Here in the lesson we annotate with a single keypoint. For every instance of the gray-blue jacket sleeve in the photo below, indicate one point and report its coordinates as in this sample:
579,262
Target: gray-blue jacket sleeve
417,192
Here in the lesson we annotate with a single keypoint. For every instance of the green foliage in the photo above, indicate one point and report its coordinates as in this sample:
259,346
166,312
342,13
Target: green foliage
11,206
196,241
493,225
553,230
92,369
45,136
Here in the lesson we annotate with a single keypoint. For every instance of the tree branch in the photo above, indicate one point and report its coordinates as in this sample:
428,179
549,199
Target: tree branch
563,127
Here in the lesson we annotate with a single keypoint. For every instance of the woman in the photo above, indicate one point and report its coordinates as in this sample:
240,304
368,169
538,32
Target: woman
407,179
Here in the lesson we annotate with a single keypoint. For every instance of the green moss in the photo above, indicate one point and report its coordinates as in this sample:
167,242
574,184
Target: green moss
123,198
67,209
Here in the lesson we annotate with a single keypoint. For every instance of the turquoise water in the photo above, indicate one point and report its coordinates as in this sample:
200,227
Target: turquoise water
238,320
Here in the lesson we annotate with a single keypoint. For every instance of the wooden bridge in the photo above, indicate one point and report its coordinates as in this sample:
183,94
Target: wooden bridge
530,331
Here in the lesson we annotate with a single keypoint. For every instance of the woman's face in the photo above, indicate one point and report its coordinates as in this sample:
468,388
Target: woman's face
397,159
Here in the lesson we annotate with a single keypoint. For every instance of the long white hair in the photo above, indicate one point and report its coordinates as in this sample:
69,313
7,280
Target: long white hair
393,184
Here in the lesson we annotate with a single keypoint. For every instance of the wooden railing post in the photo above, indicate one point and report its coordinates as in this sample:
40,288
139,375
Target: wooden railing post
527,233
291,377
-----
§ **EXERCISE AIM**: Retype the whole listing above exactly.

§ **WORKED ANSWER**:
Here in the lesson we annotate with a single keypoint. For every instance of the gray-blue jacket sleeve in the photo below, indicate one point and report its coordinates as in this sample:
579,262
Target: gray-blue jacket sleeve
417,192
Here in the lesson we annotate with a single keypoint. For every instance of the green foliage in the photo above, indicate one point and report its coordinates as in this sample:
259,346
166,312
342,13
Target: green foliage
11,206
196,241
493,225
553,230
92,369
45,136
Here in the lesson we annotate with a single keypoint. For every instance of the tree branch in the photo above, indicate one point and report its coordinates as in this sample:
428,179
549,199
Target: tree branch
563,127
Here in the lesson we annotate with a single keypoint. For every instance of the woman in the photo above, indicate one point and report its coordinates as in this sample:
240,304
368,169
538,32
Target: woman
407,179
Here in the lesson we annotate with a single keypoint. For every instance of the green moss in the photo above, indicate one point and report its coordinates as in this sample:
167,242
574,184
Target: green moss
123,198
67,209
Here in the lesson we annotate with a single keypoint. For every instance of the turquoise water in the photo above, indicate one point and report its coordinates as in this sample:
200,227
Target: turquoise water
238,320
Here in the lesson we annotate with a single keypoint. For every instance of the wooden bridge in the photo above, indicate one point and report its coordinates as in this sample:
183,94
Target: wooden bridge
530,331
Here in the lesson we annotate with a single keypoint. For every instance of the woman's face in the photo above, indicate one point and report its coordinates as in this sample:
468,388
Target: woman's face
397,159
Here in the lesson we annotate with a single keypoint. For every instance of the long white hair in the photo above, indicate one point and report its coordinates as in this sample:
69,313
7,280
Target: long white hair
393,184
Here in the lesson we annotate with a single keypoint. For every instance of the wooden railing post in the photo above, indicate one point and report its coordinates as in this sample:
40,288
139,375
Target: wooden railing post
527,233
291,377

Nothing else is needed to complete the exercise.